Konya Ladik Kompenspor 2001 yılında Kayseri’de oynanan maçlar sonunda şampiyon olup Türkiye 3. Futbol Ligine yükselmişti. Fakat Lâdik ertesi gün şampiyonluğuyla değil, sahada kılınan şükür namazıyla Türkiye’nin gündemine adeta bomba gibi düşmüştü. 28 Şubat postmodern darbesinin toplumun bütün katmanlarında hüküm sürdüğü bir dönemde yaşanan sahada şükür namazı hadisesi ‘ülke yıkıma götürülüyormuş gibi’ aylarca gündemde tutuldu, Devlet Güvenlik Mahkemeleri harekete geçirildi. Genç bir İlahiyat Fakülteli ve idealist bir futbolcu olan Hamdi Öğütçü’yü Türkiye o namazıyla tanımış; kimileri çok severken, kimileri de nefret etmişti. Yıllardır Kıbrıs’ta yaşayan Hamdi ‘O günleri anlatır mısın?’ diye sorduğumuzda suskunluğunu bizim için bozdu. Bir döneme ışık tutup tarihe not düşmek üzere Hamdi anlattı, biz yazdık.

Hedefler:
- A) Ladik Kompenspor yazısına göre şu soruları yanıtlayın:
(i) Takım hangi yıl şampiyon olup Türkiye 3. Futbol Ligine yükseldi?
(ii) Sahadaki şükür namazının ardından hangi mahkemeler harekete geçirildi?
(iii) Hamdi Öğütçü yıllardır nerede yaşıyor?
- B) Ladik Kompenspor yazısında, takım ve lig adlarının dışında tek başına geçen bütün yer adlarını sıralayın.
- C) Ladik Kompenspor'un şükür namazını anlatan yazıyı son cümlesinden sonra devam ettirin.

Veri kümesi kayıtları
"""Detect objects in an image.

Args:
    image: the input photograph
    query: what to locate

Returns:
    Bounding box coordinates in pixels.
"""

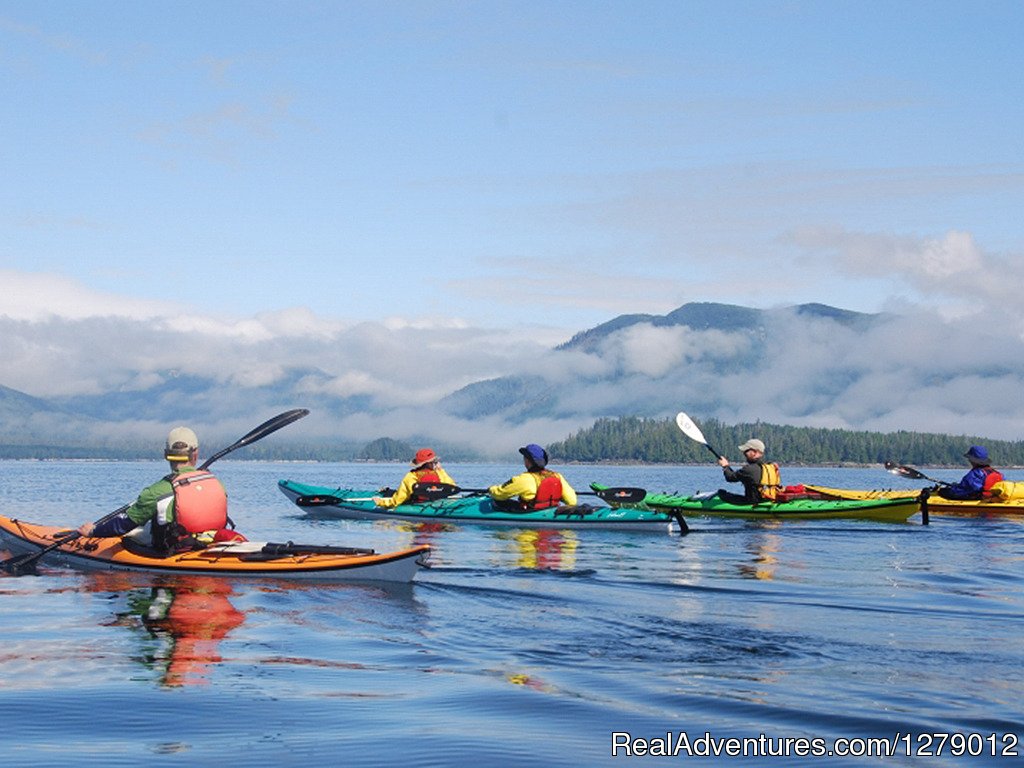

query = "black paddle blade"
[413,482,463,502]
[200,408,309,470]
[884,461,931,480]
[295,495,344,507]
[593,487,647,504]
[0,553,39,575]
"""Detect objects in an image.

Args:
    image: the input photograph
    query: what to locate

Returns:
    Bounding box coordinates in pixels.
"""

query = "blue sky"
[0,2,1024,331]
[0,0,1024,450]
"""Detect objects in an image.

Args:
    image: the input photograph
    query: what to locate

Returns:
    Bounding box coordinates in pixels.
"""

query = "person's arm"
[374,472,418,509]
[939,469,985,500]
[718,459,742,482]
[558,474,579,507]
[487,472,537,502]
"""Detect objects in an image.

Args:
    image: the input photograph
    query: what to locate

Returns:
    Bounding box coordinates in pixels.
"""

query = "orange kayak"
[0,515,430,582]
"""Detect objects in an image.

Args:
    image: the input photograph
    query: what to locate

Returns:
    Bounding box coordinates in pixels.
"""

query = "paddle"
[676,411,725,459]
[413,482,647,504]
[295,482,647,507]
[883,461,952,485]
[0,408,309,575]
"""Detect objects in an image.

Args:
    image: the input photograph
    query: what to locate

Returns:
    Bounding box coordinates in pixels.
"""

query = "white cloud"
[0,269,185,322]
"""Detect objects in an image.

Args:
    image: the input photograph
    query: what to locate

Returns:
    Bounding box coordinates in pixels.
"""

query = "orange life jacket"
[526,469,562,509]
[171,470,227,534]
[411,469,441,502]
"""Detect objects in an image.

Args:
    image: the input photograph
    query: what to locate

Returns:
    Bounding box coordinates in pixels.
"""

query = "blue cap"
[519,442,548,469]
[964,445,988,462]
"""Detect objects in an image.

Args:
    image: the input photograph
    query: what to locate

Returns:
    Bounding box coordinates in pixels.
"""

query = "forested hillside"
[548,417,1024,467]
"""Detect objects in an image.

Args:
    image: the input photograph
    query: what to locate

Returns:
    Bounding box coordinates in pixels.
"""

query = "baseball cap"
[964,445,988,462]
[164,427,199,462]
[410,449,437,469]
[519,442,548,468]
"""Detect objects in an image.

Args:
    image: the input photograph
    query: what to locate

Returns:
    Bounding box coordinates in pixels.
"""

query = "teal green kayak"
[278,480,680,532]
[591,483,921,522]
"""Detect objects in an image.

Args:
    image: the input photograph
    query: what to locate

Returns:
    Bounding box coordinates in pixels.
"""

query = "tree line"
[548,417,1024,466]
[0,416,1024,467]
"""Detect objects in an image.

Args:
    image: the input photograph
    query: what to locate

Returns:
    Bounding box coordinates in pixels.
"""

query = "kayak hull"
[591,484,921,522]
[0,515,430,582]
[804,485,1024,516]
[278,480,673,534]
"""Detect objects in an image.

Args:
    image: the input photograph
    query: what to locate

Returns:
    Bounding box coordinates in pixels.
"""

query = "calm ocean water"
[0,460,1024,768]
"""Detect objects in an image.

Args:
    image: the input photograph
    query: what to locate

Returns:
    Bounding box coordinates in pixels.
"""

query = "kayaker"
[718,437,781,504]
[487,442,577,510]
[78,427,245,554]
[374,449,456,509]
[937,445,1002,501]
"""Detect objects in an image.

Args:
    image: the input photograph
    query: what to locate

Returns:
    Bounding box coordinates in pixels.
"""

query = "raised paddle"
[413,482,647,504]
[295,482,647,507]
[0,408,309,575]
[676,411,725,459]
[883,461,952,485]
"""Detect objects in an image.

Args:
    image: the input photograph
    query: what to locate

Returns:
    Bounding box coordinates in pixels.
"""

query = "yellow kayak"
[804,483,1024,515]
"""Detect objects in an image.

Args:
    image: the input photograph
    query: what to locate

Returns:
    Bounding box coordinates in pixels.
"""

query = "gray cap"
[164,427,199,461]
[739,437,765,454]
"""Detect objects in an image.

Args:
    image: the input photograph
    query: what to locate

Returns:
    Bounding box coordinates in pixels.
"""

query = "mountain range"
[0,302,893,455]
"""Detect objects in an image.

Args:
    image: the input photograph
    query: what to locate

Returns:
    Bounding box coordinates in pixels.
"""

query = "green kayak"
[591,483,921,522]
[278,480,681,532]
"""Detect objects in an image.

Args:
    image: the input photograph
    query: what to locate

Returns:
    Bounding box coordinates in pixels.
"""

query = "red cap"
[412,449,437,467]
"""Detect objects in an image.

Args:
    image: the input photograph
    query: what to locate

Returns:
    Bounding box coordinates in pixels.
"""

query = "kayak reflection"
[107,577,246,687]
[496,528,580,570]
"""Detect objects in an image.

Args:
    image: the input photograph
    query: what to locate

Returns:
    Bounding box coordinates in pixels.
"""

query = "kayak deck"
[591,483,921,522]
[278,480,673,532]
[804,485,1024,515]
[0,515,430,582]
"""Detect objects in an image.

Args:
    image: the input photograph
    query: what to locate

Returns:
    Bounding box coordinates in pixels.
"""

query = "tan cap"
[164,427,199,461]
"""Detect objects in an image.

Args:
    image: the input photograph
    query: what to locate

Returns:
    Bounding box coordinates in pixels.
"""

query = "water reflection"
[737,520,782,581]
[496,528,580,570]
[88,573,245,687]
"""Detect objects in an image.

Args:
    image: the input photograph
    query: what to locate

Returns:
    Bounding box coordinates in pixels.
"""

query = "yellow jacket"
[374,467,455,509]
[487,472,577,507]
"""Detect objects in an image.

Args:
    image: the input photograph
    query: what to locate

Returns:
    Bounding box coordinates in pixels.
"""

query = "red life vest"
[171,471,227,534]
[981,467,1002,499]
[412,469,441,502]
[526,470,562,509]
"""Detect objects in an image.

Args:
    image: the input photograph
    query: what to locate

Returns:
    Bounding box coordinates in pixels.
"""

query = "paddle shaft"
[885,462,952,485]
[413,482,647,504]
[0,408,309,572]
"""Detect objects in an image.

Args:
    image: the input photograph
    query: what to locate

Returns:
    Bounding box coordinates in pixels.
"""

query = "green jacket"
[125,464,196,525]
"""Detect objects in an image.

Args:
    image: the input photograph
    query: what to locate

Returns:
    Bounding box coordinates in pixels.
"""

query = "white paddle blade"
[676,411,708,445]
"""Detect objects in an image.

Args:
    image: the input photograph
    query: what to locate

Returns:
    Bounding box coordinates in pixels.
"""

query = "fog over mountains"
[0,302,1024,457]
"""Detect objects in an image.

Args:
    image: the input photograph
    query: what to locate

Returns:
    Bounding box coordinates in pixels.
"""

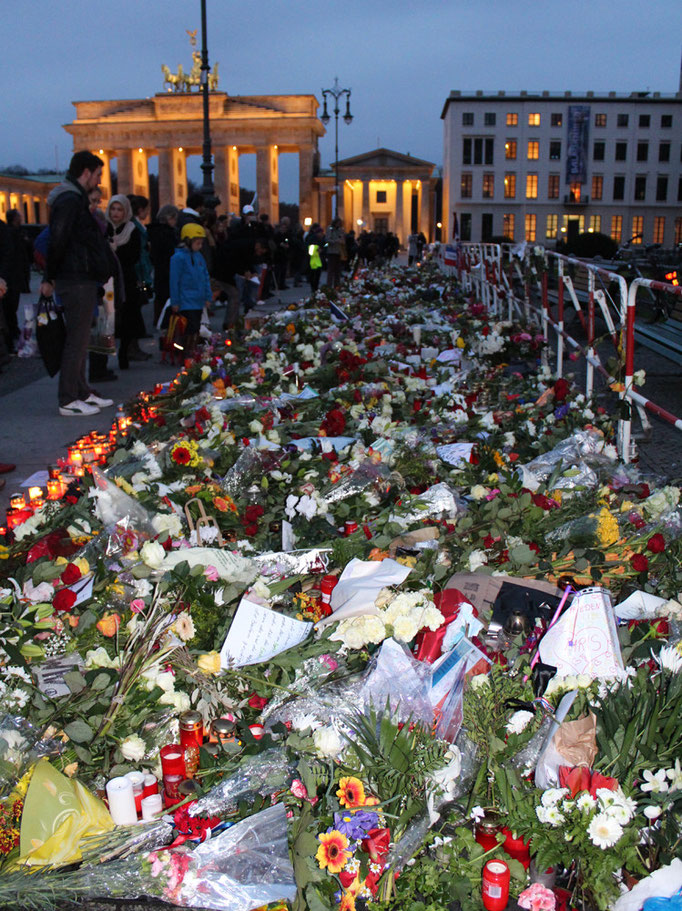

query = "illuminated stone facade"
[64,92,325,221]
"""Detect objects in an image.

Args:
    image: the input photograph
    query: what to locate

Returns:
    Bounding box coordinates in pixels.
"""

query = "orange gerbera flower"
[339,892,355,911]
[315,829,351,873]
[336,778,365,807]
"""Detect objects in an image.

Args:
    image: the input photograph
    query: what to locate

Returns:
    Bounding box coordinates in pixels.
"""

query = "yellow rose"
[197,651,220,675]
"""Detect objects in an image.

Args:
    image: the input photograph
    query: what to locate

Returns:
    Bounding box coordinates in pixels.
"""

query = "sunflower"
[315,829,351,873]
[336,778,365,807]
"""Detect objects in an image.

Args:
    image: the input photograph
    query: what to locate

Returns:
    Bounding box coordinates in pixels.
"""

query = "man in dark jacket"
[40,151,113,416]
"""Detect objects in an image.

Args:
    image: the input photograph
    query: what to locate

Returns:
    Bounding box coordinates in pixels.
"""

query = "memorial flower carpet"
[0,266,682,911]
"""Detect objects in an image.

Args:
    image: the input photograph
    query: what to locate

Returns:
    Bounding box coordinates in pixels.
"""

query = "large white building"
[441,86,682,247]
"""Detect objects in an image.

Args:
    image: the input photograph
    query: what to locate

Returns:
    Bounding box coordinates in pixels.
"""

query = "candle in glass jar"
[107,776,137,826]
[142,794,163,820]
[481,860,509,911]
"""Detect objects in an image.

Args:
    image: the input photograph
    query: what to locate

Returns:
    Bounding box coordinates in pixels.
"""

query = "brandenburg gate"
[64,91,325,222]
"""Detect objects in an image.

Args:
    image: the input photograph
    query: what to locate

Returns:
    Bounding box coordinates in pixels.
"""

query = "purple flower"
[329,810,379,841]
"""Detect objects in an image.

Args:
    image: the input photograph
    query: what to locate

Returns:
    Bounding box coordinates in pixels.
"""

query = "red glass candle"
[502,827,530,870]
[481,860,509,911]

Görevlerin yanıtları:
- A)
(i) 2001 yılında.
(ii) Devlet Güvenlik Mahkemeleri.
(iii) Kıbrıs'ta.

- B) Kayseri, Lâdik, Türkiye, Kıbrıs

- C)
M.GÜDEN: Nerede ve ne zaman dünyaya geldiniz, futbola nerede başladınız?

H.ÖĞÜTÇÜ: 1975 yılında Muğla’nın Fethiye ilçesine bağlı Alaçat Köyü’nde dünyaya geldim. Futbola da Fethiye Doğanspor altyapısında başladım ve genç takıma kadar oynadım.

M.GÜDEN: Dünyaca şöhretli bir turizm beldesinde yaşıyorken Yüksek Öğrenim için neden İlahiyat Fakültesini tercih ettiniz?

H.ÖĞÜTÇÜ: Rahmetli babam çok inançlı biriydi ve benim İlahiyat okumamı istiyordu. Ben ise futbol oynadığım için Beden Eğitimi okuma isteğindeydim. Fakat babamı kırmayıp İlahiyat Fakültesini seçtim. Konya’yı tercih etmemde ise o yıllarda Ankara Dil Tarih Fakültesi Arap Dili Edebiyatı’nda okuyan en büyük ağabeyim yönlendirici oldu. Tercih yaparken, “Gideceğin şehrin manevi değeri de yüksek olsun” demişti. Bunun üzerine Konya’yı tercih ettim.

M.GÜDEN: Konya’da İlahiyat öğrenciliği sırasında parmakla gösterilen, umut vadeden sporcular arasında gösterilmeyi nasıl başardın?

H.ÖĞÜTÇÜ: Konya’ya geldikten sonra Tek Meramspor’da oynamam benim için büyük talihti. Burada Konya futbolunun en iyi altyapı antrenörlerinden Yakup Denizler’in eğitiminden geçtim. Futbol kültürünün yanında taşıdığı ve bizlere aşıladığı insani değerler açısından kendisini her zaman minnetle anarım.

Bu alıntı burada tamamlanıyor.